→ **TASK INSTRUCTIONS**:
Arrange every line of the records below as a numbered list, leaving out any blank lines.

▼

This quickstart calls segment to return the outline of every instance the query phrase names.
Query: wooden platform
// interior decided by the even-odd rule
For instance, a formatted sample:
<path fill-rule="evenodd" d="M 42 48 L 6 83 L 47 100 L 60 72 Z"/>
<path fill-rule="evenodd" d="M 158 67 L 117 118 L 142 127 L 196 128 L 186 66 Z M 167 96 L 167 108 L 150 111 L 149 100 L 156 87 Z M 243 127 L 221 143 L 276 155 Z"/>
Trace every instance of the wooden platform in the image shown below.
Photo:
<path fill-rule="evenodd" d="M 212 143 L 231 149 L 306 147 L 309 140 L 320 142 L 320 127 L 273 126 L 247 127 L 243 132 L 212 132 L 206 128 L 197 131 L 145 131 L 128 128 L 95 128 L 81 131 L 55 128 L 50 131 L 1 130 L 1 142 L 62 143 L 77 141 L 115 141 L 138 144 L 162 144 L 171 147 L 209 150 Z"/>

▲

→ **EXERCISE SOLUTION**:
1. This quickstart calls segment to return the outline of every instance the query phrase names.
2. Query: wooden platform
3. // interior decided by the even-odd rule
4. For instance, a formatted sample:
5. <path fill-rule="evenodd" d="M 42 48 L 6 83 L 47 100 L 60 72 Z"/>
6. <path fill-rule="evenodd" d="M 158 67 L 117 118 L 142 127 L 196 128 L 186 66 Z M 167 96 L 167 108 L 150 111 L 149 100 L 156 87 Z M 243 127 L 221 143 L 276 155 Z"/>
7. Trace every instance of the wooden platform in the image shown below.
8. Photo:
9. <path fill-rule="evenodd" d="M 212 143 L 231 149 L 306 147 L 309 140 L 320 142 L 320 127 L 273 126 L 247 127 L 243 132 L 212 132 L 206 128 L 197 131 L 145 131 L 128 128 L 95 128 L 81 131 L 55 128 L 50 131 L 1 130 L 1 142 L 62 143 L 77 141 L 115 141 L 138 144 L 162 144 L 171 147 L 209 150 Z"/>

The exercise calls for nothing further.